Could you set down all of the data again, exactly as it stands?

Dataset excerpts:
┌──

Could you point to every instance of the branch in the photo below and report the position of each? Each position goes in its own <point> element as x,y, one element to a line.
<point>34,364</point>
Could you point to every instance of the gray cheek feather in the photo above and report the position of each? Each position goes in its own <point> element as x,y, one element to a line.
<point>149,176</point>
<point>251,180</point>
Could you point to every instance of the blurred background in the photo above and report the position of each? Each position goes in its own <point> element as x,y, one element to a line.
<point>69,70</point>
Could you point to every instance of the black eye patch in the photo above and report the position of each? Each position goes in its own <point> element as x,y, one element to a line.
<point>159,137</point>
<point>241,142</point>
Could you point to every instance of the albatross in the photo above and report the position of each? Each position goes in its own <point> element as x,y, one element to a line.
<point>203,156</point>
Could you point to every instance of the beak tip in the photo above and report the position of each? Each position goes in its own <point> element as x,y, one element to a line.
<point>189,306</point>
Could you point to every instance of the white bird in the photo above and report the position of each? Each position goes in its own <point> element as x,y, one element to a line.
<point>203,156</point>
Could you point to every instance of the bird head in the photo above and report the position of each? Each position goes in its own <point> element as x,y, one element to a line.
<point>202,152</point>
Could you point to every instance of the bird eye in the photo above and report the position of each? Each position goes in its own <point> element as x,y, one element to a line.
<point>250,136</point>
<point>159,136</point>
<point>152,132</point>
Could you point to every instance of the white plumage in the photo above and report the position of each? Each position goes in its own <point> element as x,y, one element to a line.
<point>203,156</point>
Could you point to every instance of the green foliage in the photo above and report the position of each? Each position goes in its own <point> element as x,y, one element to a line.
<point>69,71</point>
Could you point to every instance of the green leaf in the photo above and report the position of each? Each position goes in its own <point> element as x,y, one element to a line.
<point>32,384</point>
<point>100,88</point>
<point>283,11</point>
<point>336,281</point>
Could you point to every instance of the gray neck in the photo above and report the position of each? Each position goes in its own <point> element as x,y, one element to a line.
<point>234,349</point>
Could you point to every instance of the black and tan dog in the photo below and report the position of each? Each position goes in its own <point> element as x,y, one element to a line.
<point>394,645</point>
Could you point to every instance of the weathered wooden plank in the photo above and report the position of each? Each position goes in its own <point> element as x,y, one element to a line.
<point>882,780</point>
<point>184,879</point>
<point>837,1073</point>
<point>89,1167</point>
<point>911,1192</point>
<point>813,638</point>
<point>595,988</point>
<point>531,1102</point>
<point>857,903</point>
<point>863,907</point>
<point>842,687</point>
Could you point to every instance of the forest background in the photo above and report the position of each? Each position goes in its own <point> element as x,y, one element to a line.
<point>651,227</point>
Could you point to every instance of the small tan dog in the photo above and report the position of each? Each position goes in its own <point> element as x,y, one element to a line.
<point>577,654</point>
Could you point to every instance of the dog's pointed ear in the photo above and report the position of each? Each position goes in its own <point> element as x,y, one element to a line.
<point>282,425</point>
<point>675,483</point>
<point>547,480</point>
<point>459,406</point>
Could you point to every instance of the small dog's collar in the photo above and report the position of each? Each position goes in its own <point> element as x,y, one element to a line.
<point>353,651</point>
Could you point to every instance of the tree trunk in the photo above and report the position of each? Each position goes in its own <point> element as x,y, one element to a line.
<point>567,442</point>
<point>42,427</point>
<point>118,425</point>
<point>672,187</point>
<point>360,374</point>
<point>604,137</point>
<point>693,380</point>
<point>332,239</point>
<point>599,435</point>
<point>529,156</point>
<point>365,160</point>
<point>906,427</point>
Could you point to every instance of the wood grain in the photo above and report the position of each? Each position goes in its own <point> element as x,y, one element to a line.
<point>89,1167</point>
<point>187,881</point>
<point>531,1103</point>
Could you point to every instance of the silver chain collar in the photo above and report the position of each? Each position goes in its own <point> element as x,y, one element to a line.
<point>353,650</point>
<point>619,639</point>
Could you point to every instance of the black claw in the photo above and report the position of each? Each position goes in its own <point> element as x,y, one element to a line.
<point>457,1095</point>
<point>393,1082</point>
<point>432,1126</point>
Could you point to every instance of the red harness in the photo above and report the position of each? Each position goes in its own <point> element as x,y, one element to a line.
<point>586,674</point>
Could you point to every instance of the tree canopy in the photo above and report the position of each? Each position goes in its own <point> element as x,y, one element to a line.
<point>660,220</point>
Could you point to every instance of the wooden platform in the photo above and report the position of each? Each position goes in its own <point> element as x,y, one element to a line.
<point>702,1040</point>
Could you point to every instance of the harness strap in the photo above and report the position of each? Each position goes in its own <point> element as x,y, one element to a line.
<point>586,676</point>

└──

Result of the task:
Could you point to every instance of the branch in the photo below and report the position of each? Each position goes in its own <point> element as x,y, one element to a line.
<point>34,364</point>
Could you point to every instance of the gray cheek feather in the photo above and report the position of each? Each position goes in its own <point> element as x,y, one element to a line.
<point>149,176</point>
<point>251,180</point>
Could you point to every instance of the blurred background in the photo above and report the position of each? Each position goes in its own <point> element as x,y, one element to a line.
<point>69,70</point>
Could you point to every instance of the black eye patch in the photo above and report the position of each? Each position goes in its own <point> element as x,y, one element to a line.
<point>159,137</point>
<point>241,142</point>
Could you point to every instance of the albatross in the photo above and report the position of each? Each position goes in its own <point> element as x,y, one element to a line.
<point>203,156</point>
Could you point to every instance of the beak tip in the photo above and report the position of each? Each position goes in its own <point> element as x,y, one element to a line.
<point>189,306</point>
Could you point to every instance of the white bird in the photo above and report the position of each? Each position goes in its own <point> element as x,y, one element to a line.
<point>203,156</point>
Could you point to every instance of the bird head in the photo above and report the position of each? Each position goes in its own <point> element as x,y, one element to a line.
<point>202,152</point>
Could you point to every instance of the bird eye in the photo above and report the position of each? Each position goes in its own <point> element as x,y, one element to a line.
<point>250,136</point>
<point>159,136</point>
<point>152,132</point>
Could you point to every instance of the white plumage in the photo above and report the position of each? Each position goes in its own <point> element as x,y, one element to a line.
<point>203,156</point>
Could you point to every instance of the green foliage in the photo above and report the position of each? Each position goes in its own <point> element as x,y, one element to a line.
<point>69,71</point>
Could you point to every instance of the green leaf in the photo above and report the position of each? Each position goes in its own <point> element as x,y, one element to a line.
<point>32,384</point>
<point>100,88</point>
<point>283,11</point>
<point>336,281</point>
Could you point to every instance of the gray neck in the photo above and report the position of each? Each position goes in its own <point> element as x,y, one element to a line.
<point>234,349</point>
Could you point to every instance of the black and tan dog in the photo below and report the position of each? Each position goes in its own <point> element as x,y, one element to a line.
<point>394,645</point>
Could you point to every instance of the weathered wooden plank in the photo above and report the position of each? Each position goes in its own <point> element as x,y, one element to a line.
<point>882,780</point>
<point>184,879</point>
<point>837,1073</point>
<point>89,1167</point>
<point>911,1192</point>
<point>813,638</point>
<point>595,988</point>
<point>531,1102</point>
<point>857,903</point>
<point>863,907</point>
<point>842,687</point>
Could you point to every instance of the forest background in the photo above and report the position of each? Each position goes in its own <point> element as x,y, one element to a line.
<point>651,227</point>
Could you point to every instance of the small tan dog in the photo above and report the position of each? Each position goes in its own <point> element as x,y, one element to a line.
<point>577,654</point>
Could you point to every instance of the dog's pointed ear in the photo above and report the position of each? Each position goes in its own <point> element as x,y, one element to a line.
<point>282,425</point>
<point>675,483</point>
<point>547,480</point>
<point>459,406</point>
Could you point to every instance of the small dog's collar in the photo above and report the position of each? Each position goes in its own <point> element as x,y, one element to a line.
<point>353,651</point>
Could you point to every instance of the tree trunk in the photo above and report the position of each? Each position goes in its own <point> element as x,y, one element to a line.
<point>567,442</point>
<point>42,427</point>
<point>118,425</point>
<point>672,187</point>
<point>360,374</point>
<point>604,137</point>
<point>693,380</point>
<point>332,239</point>
<point>599,435</point>
<point>529,156</point>
<point>365,160</point>
<point>906,427</point>
Could you point to every instance of the wood grain in the photo above and report the position of each? Each position goes in its own <point> element as x,y, one element to a line.
<point>89,1167</point>
<point>187,881</point>
<point>531,1103</point>
Could you point to every instance of the silver chain collar in the photo above and report the position of each? Each position goes in its own <point> element as x,y, one element to a line.
<point>353,650</point>
<point>619,639</point>
Could you point to every instance of the black claw in the photo above and report the position of each? Each position goes in its own <point> element as x,y, one element to a line.
<point>457,1095</point>
<point>393,1082</point>
<point>432,1126</point>
Could you point to every instance of the red harness in the photo above and report the position of each? Each position goes in its own <point> element as x,y, one element to a line.
<point>586,674</point>
Could you point to every instance of the tree canopy in the photo above and report the position of each? Each position goes in its own <point> element as x,y, one element to a line.
<point>660,220</point>
Could you point to every instance of the wooden platform in the photo above and report the position of each? Each position goes in its own <point> element as x,y, one element to a line.
<point>702,1040</point>
Could you point to every instance of the harness strap in the photo above and report the position of each? Each position goes in its own <point> element as x,y, one element to a line.
<point>586,676</point>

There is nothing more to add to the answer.